→ **WHAT THE TASK ASKS**: Format every line of the records below as a JSON list of strings, one string per line, skipping blank lines and leaving the pictures out.

─── DATA TO USE ───

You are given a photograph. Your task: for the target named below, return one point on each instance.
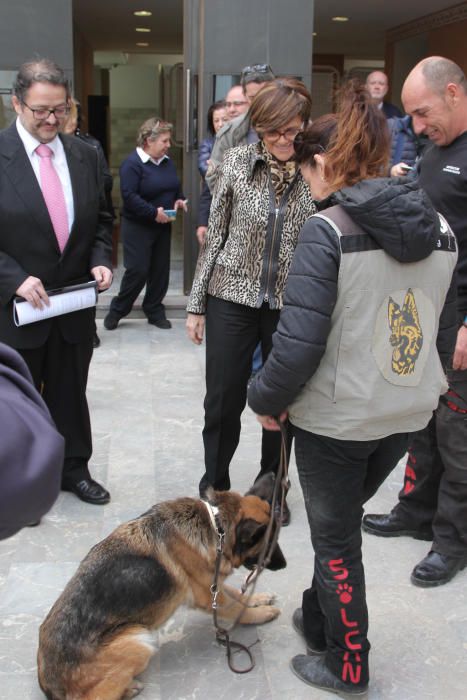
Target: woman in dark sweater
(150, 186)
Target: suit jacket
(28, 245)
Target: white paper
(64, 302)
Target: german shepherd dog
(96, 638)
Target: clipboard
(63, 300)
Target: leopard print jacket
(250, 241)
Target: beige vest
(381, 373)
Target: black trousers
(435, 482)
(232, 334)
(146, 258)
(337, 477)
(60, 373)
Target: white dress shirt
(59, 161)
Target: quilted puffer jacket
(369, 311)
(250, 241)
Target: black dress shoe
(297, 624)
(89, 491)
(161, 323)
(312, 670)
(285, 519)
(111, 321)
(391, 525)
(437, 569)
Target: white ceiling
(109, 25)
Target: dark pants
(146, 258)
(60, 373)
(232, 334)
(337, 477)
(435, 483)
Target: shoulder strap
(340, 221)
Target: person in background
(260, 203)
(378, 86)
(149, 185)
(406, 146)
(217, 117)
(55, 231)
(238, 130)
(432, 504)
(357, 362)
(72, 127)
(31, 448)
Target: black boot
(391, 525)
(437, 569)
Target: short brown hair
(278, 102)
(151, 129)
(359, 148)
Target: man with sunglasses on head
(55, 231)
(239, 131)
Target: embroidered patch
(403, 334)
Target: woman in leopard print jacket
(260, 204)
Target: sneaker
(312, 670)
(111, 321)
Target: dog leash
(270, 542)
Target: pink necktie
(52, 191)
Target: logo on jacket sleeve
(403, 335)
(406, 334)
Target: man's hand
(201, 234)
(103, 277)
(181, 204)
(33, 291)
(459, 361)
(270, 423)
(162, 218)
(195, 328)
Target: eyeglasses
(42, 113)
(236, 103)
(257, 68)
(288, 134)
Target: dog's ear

───

→ **ANSWER TO THE TASK**:
[
  "You are given a photograph. Your task: for the target named below, return one point on each instance.",
  "Target: woman in dark sweater",
  "(150, 186)",
  "Target: suit jacket",
  "(28, 245)",
  "Target: white paper",
  "(64, 302)",
  "Target: german shepherd dog",
  "(96, 638)",
  "Target: clipboard",
  "(63, 300)",
  "Target: leopard print jacket",
  "(250, 241)",
  "Target: beige vest",
  "(381, 373)",
  "Target: black trousers",
  "(435, 482)",
  "(232, 334)",
  "(146, 258)",
  "(337, 477)",
  "(60, 373)",
  "Target: white dress shirt",
  "(59, 161)",
  "Target: quilted puffer jacket",
  "(369, 311)",
  "(250, 241)",
  "Target: black dress shoe",
  "(297, 624)",
  "(89, 491)",
  "(161, 323)",
  "(312, 670)",
  "(285, 519)",
  "(111, 321)",
  "(391, 525)",
  "(437, 569)",
  "Target: white ceiling",
  "(109, 25)",
  "Target: dark pants",
  "(146, 258)",
  "(60, 373)",
  "(232, 334)",
  "(337, 477)",
  "(435, 483)",
  "Target: shoulder strap",
  "(340, 221)",
  "Target: person in background",
  "(260, 203)",
  "(378, 86)",
  "(149, 185)",
  "(406, 146)",
  "(217, 117)",
  "(55, 231)",
  "(238, 130)",
  "(432, 504)",
  "(357, 362)",
  "(72, 127)",
  "(31, 448)",
  "Target: black boot",
  "(391, 525)",
  "(437, 569)",
  "Target: short brown hair",
  "(278, 102)",
  "(151, 129)",
  "(359, 148)",
  "Target: man with sunglasses on head",
  "(55, 231)",
  "(239, 131)",
  "Target: embroidered patch",
  "(403, 334)",
  "Target: woman in leopard print jacket",
  "(260, 204)",
  "Target: sneaker",
  "(312, 670)",
  "(111, 321)",
  "Target: dog leash",
  "(270, 542)",
  "Target: pink necktie",
  "(52, 191)",
  "Target: logo on jacket sleeve",
  "(403, 335)",
  "(406, 334)",
  "Target: man's hand",
  "(201, 234)",
  "(103, 277)",
  "(181, 204)",
  "(33, 291)",
  "(459, 361)",
  "(270, 423)",
  "(162, 218)",
  "(195, 328)",
  "Target: eyeglasses",
  "(42, 113)",
  "(236, 103)",
  "(257, 68)",
  "(288, 134)",
  "Target: dog's ear"
]